Top of EXERCISE PASSAGE
[GRASS5] Outstanding issues for the 5.0 stable release

Glynn Clements glynn.clements at virgin.net
Thu Jun 27 21:53:59 EDT 2002


Eric G. Miller wrote:

> > > - r.proj needs a clean-up. The improvements coded by Morten Hulden
> > >   are partially disabled (region sensivity etc) which is a major
> > >   drawback. If no general solution is possible, we may introduce
> > >   optional flags.
> > 
> > I've committed an update which makes the -n flag control both
> > bordwalk() calls; it also fixes the error handling.
> > 
> > AFAICT, the remaining issues for r.proj are:
> > 
> > 1. Whether to forward-project the entire input map in order to
> > determine the boundaries of the output map. This code is currently
> > present (in main.c) but disabled.
> > 
> > 2. Whether the sense of the "-n" switch is correct, i.e. whether
> > cropping should be on or off by default.
> 
> As a user, my preference would be for all of the input map per
> current region settings be projected into the output.  Seems to be the
> most consistent with other GRASS raster operations.  The output raster
> size should be no larger than the minimum bounding box of the projected
> input bounding box as adjusted for rectangularity.

1. This seems self-contradictory. For most GRASS raster commands, the
size of the output map is determined from the current region settings,
regardless of the portion which will be non-null.

2. Bear in mind that r.proj "works backwards". For each output cell,
it projects that cell's coordinates via the inverse projection
function to obtain the corresponding coordinates in the input map, and
copies the corresponding cell value from the input map to the output
map. Forward projection is only used to compute an optimal bounding
box.
Bottom of EXERCISE PASSAGE
Top of LISTED RECORDS
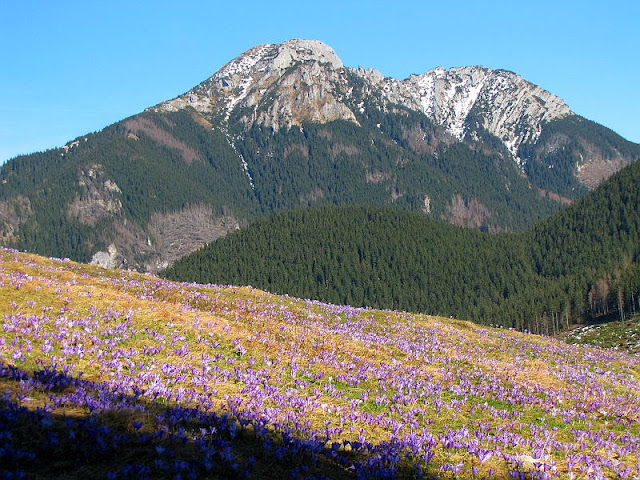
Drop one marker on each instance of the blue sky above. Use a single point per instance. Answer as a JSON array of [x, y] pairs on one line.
[[71, 67]]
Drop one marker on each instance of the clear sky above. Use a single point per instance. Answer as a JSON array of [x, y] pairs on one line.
[[72, 67]]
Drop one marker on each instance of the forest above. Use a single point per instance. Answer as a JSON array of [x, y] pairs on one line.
[[580, 265]]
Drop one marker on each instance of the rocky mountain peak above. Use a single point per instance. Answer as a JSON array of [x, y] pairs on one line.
[[246, 79], [289, 83]]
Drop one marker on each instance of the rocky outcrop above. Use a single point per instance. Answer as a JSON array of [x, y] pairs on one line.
[[281, 85], [499, 101]]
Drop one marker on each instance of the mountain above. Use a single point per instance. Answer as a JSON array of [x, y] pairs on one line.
[[115, 374], [581, 264], [288, 125]]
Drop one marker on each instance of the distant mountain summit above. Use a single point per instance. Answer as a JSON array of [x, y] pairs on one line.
[[288, 125], [298, 81]]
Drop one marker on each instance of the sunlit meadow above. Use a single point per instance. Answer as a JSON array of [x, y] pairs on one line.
[[115, 374]]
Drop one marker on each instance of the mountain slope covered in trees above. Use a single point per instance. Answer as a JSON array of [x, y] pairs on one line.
[[581, 263], [287, 126]]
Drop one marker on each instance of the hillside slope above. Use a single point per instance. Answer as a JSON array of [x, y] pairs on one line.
[[288, 125], [109, 373], [579, 264]]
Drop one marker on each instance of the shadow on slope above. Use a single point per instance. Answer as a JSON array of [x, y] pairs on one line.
[[55, 426]]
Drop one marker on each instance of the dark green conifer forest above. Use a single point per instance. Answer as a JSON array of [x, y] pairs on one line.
[[579, 265]]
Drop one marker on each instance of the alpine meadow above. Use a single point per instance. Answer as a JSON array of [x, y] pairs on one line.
[[304, 270]]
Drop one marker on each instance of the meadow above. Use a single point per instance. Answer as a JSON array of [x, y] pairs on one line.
[[114, 374]]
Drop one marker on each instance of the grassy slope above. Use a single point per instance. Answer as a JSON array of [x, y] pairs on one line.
[[310, 389]]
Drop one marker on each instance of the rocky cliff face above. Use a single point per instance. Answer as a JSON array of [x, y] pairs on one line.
[[280, 85]]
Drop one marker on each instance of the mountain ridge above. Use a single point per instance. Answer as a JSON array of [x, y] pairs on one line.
[[446, 96], [287, 126]]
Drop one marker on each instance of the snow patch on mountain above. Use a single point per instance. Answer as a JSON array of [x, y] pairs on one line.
[[281, 85]]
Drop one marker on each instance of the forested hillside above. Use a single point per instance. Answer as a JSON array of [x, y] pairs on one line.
[[580, 264]]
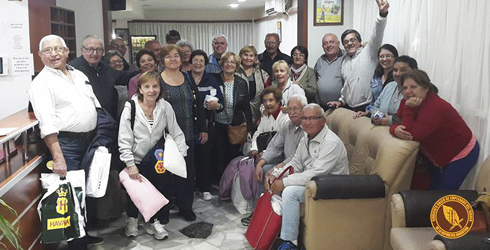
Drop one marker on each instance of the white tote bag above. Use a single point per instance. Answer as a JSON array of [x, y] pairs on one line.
[[98, 174], [173, 160]]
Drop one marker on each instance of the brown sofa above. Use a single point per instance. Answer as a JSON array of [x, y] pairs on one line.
[[412, 229], [353, 211]]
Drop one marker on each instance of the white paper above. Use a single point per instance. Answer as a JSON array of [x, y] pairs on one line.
[[22, 65]]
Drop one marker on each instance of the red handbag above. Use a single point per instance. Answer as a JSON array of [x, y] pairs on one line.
[[265, 224]]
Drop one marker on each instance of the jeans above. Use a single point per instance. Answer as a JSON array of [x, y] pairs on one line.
[[292, 197]]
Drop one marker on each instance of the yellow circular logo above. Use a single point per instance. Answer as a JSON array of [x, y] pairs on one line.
[[452, 216]]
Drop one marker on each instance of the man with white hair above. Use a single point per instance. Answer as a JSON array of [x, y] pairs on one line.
[[320, 152], [64, 104], [220, 45]]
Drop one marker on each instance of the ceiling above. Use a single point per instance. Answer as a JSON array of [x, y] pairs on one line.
[[196, 4]]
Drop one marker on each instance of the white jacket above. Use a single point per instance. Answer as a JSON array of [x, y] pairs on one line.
[[134, 145], [358, 70]]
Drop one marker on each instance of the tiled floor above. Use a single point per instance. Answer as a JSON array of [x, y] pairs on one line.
[[228, 232]]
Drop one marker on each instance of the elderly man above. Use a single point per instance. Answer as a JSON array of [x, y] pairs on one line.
[[220, 44], [120, 45], [101, 77], [282, 147], [272, 54], [328, 69], [360, 62], [320, 152], [64, 104]]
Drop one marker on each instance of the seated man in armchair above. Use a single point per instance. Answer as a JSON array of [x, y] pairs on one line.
[[319, 152]]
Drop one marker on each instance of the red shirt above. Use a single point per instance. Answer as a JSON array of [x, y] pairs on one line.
[[438, 127]]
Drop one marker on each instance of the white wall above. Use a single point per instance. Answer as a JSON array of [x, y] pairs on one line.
[[88, 18], [316, 33], [13, 90]]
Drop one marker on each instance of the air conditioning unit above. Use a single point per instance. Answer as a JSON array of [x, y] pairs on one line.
[[273, 7]]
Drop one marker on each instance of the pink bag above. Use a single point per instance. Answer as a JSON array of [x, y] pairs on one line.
[[144, 195]]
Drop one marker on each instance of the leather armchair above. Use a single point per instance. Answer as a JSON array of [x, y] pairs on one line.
[[353, 211]]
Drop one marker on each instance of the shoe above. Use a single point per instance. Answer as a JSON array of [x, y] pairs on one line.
[[157, 230], [207, 196], [131, 227], [93, 241], [245, 221], [187, 214], [287, 245]]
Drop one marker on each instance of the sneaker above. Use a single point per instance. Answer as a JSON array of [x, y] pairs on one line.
[[207, 196], [245, 221], [187, 214], [131, 227], [93, 241], [157, 230]]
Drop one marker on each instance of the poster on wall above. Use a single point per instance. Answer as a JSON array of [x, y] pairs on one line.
[[328, 12], [138, 43]]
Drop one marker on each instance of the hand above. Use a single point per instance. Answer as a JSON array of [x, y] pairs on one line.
[[414, 102], [277, 186], [383, 7], [134, 173], [59, 166], [359, 114], [334, 104], [401, 133], [203, 137]]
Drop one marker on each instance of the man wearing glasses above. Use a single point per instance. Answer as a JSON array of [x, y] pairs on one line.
[[320, 152], [220, 45], [64, 104], [101, 76], [272, 54], [359, 63]]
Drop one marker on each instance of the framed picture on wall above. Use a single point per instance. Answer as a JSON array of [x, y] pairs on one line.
[[328, 12], [122, 33]]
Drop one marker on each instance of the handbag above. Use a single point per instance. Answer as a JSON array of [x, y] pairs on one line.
[[237, 134], [266, 223], [98, 176], [264, 139]]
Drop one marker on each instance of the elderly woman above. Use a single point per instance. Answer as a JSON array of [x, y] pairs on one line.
[[303, 75], [187, 48], [181, 93], [146, 62], [272, 122], [283, 82], [114, 59], [236, 111], [212, 98], [386, 106], [153, 116], [443, 135], [383, 74], [254, 76]]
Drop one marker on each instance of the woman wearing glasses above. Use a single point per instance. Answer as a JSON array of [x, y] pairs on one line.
[[303, 75], [211, 96], [181, 93]]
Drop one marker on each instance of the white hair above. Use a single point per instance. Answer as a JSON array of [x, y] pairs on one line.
[[218, 36], [300, 98], [51, 38]]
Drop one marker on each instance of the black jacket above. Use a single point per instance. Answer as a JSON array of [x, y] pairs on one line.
[[103, 80], [241, 102]]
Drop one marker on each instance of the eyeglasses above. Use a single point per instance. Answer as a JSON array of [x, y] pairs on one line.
[[311, 118], [55, 49], [91, 50], [352, 40], [201, 61], [116, 61]]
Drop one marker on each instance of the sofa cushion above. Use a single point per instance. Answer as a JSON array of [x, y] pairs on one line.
[[403, 238]]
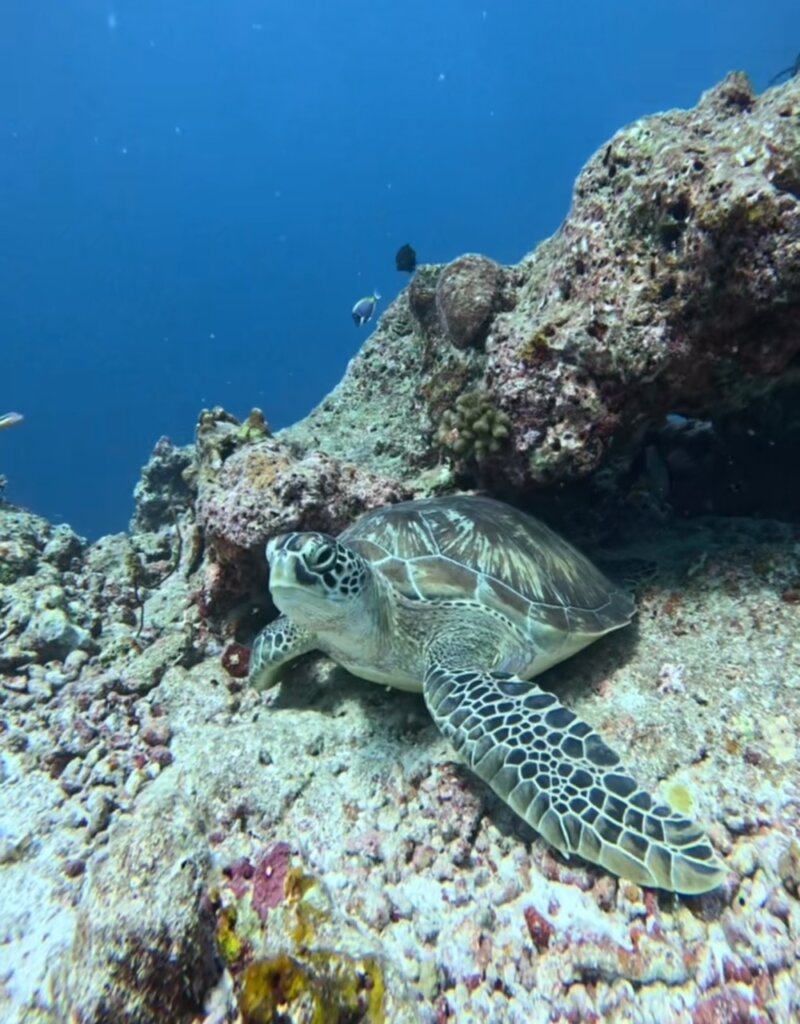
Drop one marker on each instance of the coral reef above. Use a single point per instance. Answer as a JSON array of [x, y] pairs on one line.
[[251, 487], [174, 846]]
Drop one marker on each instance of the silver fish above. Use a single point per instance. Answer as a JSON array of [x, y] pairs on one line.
[[10, 420]]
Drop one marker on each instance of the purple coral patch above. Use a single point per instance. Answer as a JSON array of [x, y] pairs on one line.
[[269, 879]]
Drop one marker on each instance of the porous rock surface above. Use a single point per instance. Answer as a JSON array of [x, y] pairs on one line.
[[163, 827], [673, 285]]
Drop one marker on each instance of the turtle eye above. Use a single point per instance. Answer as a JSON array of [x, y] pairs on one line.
[[322, 558]]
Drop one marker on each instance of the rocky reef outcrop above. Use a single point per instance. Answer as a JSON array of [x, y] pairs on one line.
[[174, 846], [672, 286]]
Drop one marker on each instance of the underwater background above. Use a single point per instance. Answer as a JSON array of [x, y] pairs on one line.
[[193, 196]]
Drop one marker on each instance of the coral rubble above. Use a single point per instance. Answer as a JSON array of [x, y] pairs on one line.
[[175, 847]]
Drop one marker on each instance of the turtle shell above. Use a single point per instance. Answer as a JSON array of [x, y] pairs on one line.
[[473, 548]]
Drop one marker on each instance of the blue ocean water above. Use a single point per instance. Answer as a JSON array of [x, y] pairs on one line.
[[195, 193]]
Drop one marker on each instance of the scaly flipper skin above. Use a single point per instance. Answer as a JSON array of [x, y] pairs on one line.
[[278, 643], [562, 779]]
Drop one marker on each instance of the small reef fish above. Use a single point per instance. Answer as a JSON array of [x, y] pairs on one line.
[[787, 72], [10, 420], [364, 308], [406, 259]]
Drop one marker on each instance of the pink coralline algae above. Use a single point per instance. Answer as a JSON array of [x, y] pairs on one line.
[[269, 879]]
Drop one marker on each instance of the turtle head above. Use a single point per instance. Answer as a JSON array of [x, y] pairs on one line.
[[314, 580]]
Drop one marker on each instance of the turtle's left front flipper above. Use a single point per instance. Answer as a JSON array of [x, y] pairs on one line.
[[557, 773]]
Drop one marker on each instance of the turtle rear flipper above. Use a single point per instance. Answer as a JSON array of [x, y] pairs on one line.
[[556, 772]]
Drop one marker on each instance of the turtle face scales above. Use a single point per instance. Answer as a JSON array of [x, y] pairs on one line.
[[313, 579]]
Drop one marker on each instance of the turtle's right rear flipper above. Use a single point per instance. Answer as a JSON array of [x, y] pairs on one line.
[[557, 773]]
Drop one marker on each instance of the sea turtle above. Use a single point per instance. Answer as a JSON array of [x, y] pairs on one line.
[[466, 598]]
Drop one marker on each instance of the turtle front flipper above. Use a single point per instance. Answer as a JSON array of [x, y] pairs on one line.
[[278, 643], [557, 773]]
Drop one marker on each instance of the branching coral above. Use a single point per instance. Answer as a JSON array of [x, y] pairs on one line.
[[474, 429]]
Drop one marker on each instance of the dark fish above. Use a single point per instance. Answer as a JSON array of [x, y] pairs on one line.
[[787, 72], [10, 420], [406, 259], [364, 308]]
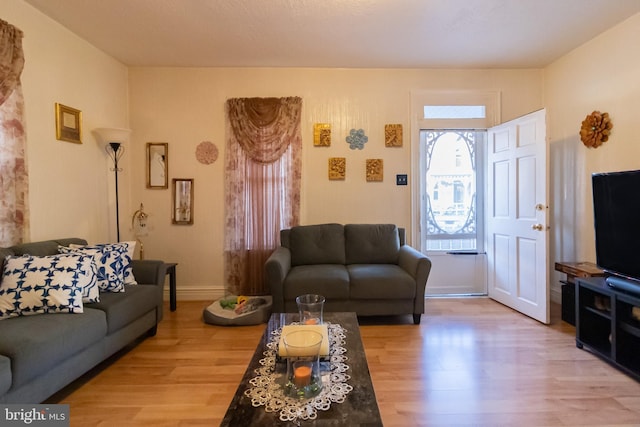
Bottom of LISTED RECORDS
▸ EXERCISE SET:
a: Reproduce the part of the r.proj message starting with "Glynn Clements glynn.clements" and going on through "the error handling.".
b: Summarize the r.proj message in two sentences.

▸ ANSWERS PER TASK:
a:
Glynn Clements glynn.clements at virgin.net
Thu Jun 27 21:53:59 EDT 2002


Eric G. Miller wrote:

> > > - r.proj needs a clean-up. The improvements coded by Morten Hulden
> > >   are partially disabled (region sensivity etc) which is a major
> > >   drawback. If no general solution is possible, we may introduce
> > >   optional flags.
> > 
> > I've committed an update which makes the -n flag control both
> > bordwalk() calls; it also fixes the error handling.

b: The message discusses outstanding issues for r.proj ahead of the 5.0 stable release, including whether to forward-project the entire input map to determine the output map's boundaries and whether cropping under the "-n" switch should be on or off by default. Replying to Eric G. Miller's preference for projecting all of the input map per current region settings, Glynn Clements notes that most GRASS raster commands size the output from the current region settings and that r.proj works backwards, using forward projection only to compute an optimal bounding box.